§ **TASK OBJECTIVE**:
Your job is to copy all the entries precisely as they stand.

§ **DATA**:
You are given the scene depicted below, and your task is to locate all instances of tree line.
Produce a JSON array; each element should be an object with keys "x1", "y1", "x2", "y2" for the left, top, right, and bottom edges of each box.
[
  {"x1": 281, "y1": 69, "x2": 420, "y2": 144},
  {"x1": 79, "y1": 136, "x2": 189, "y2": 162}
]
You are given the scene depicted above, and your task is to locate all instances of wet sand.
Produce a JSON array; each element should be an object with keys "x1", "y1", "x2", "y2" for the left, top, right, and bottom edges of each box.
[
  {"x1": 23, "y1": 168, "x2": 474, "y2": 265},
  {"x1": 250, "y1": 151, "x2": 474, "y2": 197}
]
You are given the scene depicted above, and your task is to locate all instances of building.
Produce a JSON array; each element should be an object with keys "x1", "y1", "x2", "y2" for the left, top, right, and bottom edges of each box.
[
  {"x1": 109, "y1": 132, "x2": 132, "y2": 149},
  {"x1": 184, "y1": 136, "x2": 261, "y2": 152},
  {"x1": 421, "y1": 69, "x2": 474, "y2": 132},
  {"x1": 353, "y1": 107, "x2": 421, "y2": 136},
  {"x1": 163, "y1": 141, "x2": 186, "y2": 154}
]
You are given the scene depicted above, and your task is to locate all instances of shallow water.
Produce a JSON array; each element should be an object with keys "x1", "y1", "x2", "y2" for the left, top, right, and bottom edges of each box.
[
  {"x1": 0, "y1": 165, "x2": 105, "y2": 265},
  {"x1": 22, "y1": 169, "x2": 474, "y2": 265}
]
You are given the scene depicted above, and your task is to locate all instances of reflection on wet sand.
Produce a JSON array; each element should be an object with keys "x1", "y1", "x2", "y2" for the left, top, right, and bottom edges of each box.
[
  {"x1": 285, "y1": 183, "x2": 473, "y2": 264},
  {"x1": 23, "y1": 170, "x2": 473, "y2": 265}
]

§ **EXERCISE RESPONSE**:
You are given the scene depicted below, and your task is to locate all instances of tree line.
Produce a JSON array; each element should be an object with keys "x1", "y1", "x2", "y2" for the left, top, right, and bottom edges of each box.
[
  {"x1": 281, "y1": 69, "x2": 420, "y2": 144},
  {"x1": 79, "y1": 136, "x2": 189, "y2": 162}
]
You are given the scene depicted above, and your task is to locate all instances of wet sand.
Produce a JSON array; each element should be an object with keys "x1", "y1", "x2", "y2" for the left, top, right, and bottom edges of each box.
[
  {"x1": 23, "y1": 168, "x2": 474, "y2": 265},
  {"x1": 250, "y1": 151, "x2": 474, "y2": 197}
]
You are given the scene depicted above, and your task is to locate all instances of building.
Produce a JSON array; each element should be an object with keys "x1", "y1", "x2", "y2" for the left, top, right, and bottom edges of each box.
[
  {"x1": 109, "y1": 132, "x2": 132, "y2": 149},
  {"x1": 184, "y1": 136, "x2": 261, "y2": 152},
  {"x1": 421, "y1": 69, "x2": 474, "y2": 132},
  {"x1": 353, "y1": 107, "x2": 421, "y2": 136},
  {"x1": 163, "y1": 141, "x2": 186, "y2": 154}
]
You are given the scene depicted above, and your task is to locate all instances of shallow water.
Produce a JSON array; each element should be an object with keys "x1", "y1", "x2", "y2" for the left, top, right, and bottom edges of each box.
[
  {"x1": 0, "y1": 165, "x2": 105, "y2": 265},
  {"x1": 22, "y1": 169, "x2": 474, "y2": 265}
]
You are given the scene depicted above, and your task is to locate all instances of reflection on wet sand.
Produce a JSON array; each element should be an object with keys "x1", "y1", "x2", "y2" for the left, top, right, and bottom edges of each box.
[
  {"x1": 285, "y1": 183, "x2": 473, "y2": 264},
  {"x1": 23, "y1": 170, "x2": 473, "y2": 265}
]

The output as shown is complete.